OKLAHOMA CITY – While today’s drugs help the majority of people with breast cancer survive for years, many who are treated eventually develop Type 2 diabetes, often years after treatment ends. A recent journal publication by a researcher at the University of Oklahoma College of Medicine at OU Health Sciences sheds light on the link between the two diseases and raises awareness for patients and physicians alike.

An article by researcher and assistant professor of pathology Elizabeth Wellberg, Ph.D., was published in Nature Reviews Endocrinology, a prestigious journal in the field. Because most breast cancers use the hormone estrogen to fuel their growth, drugs designed to block estrogen are highly effective for treating most types of the disease. However, the resulting decrease in estrogen may contribute to the development of diabetes in some people who had no indication of it before their breast cancer diagnosis.

Elizabeth Wellberg, Ph.D.

“The data are crystal clear that these are lifesaving drugs for people diagnosed with breast cancer, and people should absolutely continue to take them according to their doctor’s recommendations,” Wellberg said. “But because these patients face a higher risk for developing diabetes, we can do more to monitor them and intervene earlier in order to prevent the onset of diabetes.”

▶ **Point-per-instance location data**:

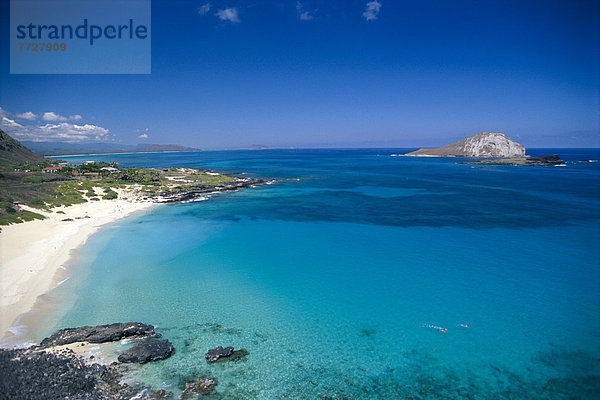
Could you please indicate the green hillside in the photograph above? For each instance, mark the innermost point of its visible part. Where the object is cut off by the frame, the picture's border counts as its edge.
(13, 152)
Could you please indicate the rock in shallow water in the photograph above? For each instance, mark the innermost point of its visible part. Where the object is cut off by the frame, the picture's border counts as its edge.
(99, 333)
(201, 387)
(227, 353)
(148, 350)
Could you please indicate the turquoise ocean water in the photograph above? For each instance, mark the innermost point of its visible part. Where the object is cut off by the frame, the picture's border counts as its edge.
(335, 283)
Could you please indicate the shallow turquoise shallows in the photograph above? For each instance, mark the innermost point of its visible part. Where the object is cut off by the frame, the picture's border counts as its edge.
(370, 277)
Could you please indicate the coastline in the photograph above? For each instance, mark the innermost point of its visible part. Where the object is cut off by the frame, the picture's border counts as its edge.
(32, 253)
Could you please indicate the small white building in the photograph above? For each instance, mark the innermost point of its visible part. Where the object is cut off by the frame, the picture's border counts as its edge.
(110, 169)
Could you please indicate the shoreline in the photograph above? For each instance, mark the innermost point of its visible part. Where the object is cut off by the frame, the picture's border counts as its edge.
(32, 254)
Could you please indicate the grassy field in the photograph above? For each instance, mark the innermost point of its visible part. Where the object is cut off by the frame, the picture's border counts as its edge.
(45, 191)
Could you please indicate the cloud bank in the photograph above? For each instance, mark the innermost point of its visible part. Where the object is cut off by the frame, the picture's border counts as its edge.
(57, 131)
(372, 10)
(228, 14)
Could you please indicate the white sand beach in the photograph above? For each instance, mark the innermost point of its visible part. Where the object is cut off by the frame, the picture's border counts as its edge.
(31, 253)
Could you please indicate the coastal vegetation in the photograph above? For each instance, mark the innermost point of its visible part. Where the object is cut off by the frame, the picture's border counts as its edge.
(27, 179)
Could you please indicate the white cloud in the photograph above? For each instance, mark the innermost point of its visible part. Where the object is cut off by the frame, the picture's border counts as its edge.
(27, 115)
(372, 10)
(302, 13)
(9, 123)
(51, 116)
(52, 132)
(204, 9)
(73, 133)
(228, 14)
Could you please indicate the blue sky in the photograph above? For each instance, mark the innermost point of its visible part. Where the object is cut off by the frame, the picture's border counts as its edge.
(231, 73)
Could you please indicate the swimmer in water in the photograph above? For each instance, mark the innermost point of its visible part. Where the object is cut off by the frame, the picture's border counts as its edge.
(438, 328)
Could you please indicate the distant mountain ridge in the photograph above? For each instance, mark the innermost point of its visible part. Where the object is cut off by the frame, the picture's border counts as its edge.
(14, 152)
(482, 144)
(60, 148)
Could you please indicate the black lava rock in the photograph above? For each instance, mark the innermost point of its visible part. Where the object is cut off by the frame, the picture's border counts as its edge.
(27, 374)
(148, 350)
(227, 353)
(99, 334)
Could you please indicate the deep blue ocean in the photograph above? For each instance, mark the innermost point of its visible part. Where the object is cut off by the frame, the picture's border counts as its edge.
(369, 277)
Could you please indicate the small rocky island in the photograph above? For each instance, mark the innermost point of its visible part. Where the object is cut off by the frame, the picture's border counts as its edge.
(60, 368)
(482, 144)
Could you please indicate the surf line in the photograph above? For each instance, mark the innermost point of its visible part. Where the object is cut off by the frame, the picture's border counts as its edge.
(441, 329)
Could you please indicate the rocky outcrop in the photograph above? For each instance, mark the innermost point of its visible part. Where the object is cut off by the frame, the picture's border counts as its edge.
(147, 350)
(30, 374)
(482, 144)
(227, 353)
(183, 195)
(200, 387)
(99, 333)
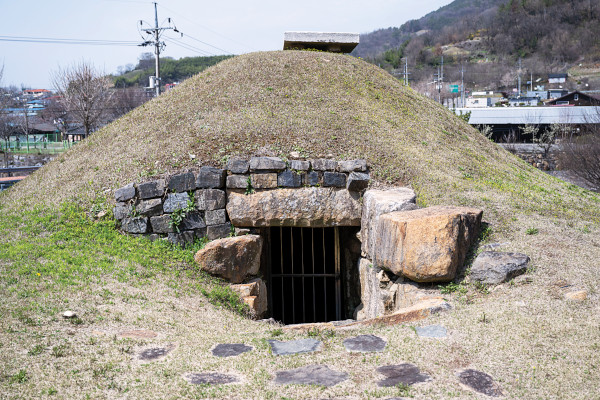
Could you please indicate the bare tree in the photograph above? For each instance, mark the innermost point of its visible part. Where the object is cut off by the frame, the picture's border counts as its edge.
(84, 92)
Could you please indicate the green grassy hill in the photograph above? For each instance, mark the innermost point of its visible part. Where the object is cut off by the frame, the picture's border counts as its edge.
(525, 334)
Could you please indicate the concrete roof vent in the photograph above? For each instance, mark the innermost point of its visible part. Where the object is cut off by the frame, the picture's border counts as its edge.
(335, 42)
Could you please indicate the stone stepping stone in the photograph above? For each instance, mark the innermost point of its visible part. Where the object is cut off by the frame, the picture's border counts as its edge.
(230, 349)
(316, 374)
(432, 331)
(154, 353)
(294, 346)
(479, 382)
(211, 378)
(137, 334)
(407, 374)
(365, 344)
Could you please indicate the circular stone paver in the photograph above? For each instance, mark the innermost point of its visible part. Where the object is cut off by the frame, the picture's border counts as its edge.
(364, 343)
(310, 375)
(479, 382)
(432, 331)
(294, 346)
(154, 353)
(230, 349)
(211, 378)
(407, 374)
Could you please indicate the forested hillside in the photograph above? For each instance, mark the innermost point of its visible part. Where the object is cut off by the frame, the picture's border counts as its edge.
(488, 37)
(171, 70)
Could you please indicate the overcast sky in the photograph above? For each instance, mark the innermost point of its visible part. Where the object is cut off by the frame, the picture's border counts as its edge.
(231, 27)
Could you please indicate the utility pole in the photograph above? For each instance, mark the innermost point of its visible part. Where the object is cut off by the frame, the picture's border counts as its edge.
(152, 38)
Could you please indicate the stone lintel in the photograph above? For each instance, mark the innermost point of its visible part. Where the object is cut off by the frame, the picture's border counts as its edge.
(337, 42)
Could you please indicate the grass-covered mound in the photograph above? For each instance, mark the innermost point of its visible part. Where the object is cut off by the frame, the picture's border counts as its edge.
(525, 334)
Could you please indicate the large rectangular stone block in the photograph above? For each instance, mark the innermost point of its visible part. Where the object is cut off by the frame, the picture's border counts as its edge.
(307, 206)
(426, 245)
(377, 203)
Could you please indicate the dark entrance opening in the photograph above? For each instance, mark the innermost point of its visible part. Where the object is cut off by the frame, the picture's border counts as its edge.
(304, 275)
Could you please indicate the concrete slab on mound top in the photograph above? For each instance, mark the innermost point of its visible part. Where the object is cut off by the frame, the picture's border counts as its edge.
(294, 346)
(320, 375)
(337, 42)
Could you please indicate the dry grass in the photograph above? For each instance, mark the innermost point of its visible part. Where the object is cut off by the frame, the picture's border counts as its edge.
(536, 344)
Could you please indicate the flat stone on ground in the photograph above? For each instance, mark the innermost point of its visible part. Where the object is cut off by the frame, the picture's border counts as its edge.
(211, 378)
(479, 382)
(364, 343)
(407, 374)
(432, 331)
(138, 334)
(320, 375)
(154, 353)
(294, 346)
(230, 349)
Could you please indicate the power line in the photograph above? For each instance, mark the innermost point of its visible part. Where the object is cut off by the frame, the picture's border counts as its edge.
(210, 30)
(91, 42)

▶ **EXERCISE AIM**:
Answer these from the breast cancer and diabetes article:
1. At which college of medicine does the researcher work?
2. In which journal was her article published?
3. According to Wellberg, what should people do about taking these drugs?
You won't need the records for this.

▶ **SOLUTION**:
1. The University of Oklahoma College of Medicine at OU Health Sciences
2. Nature Reviews Endocrinology
3. Keep taking them as their doctor recommends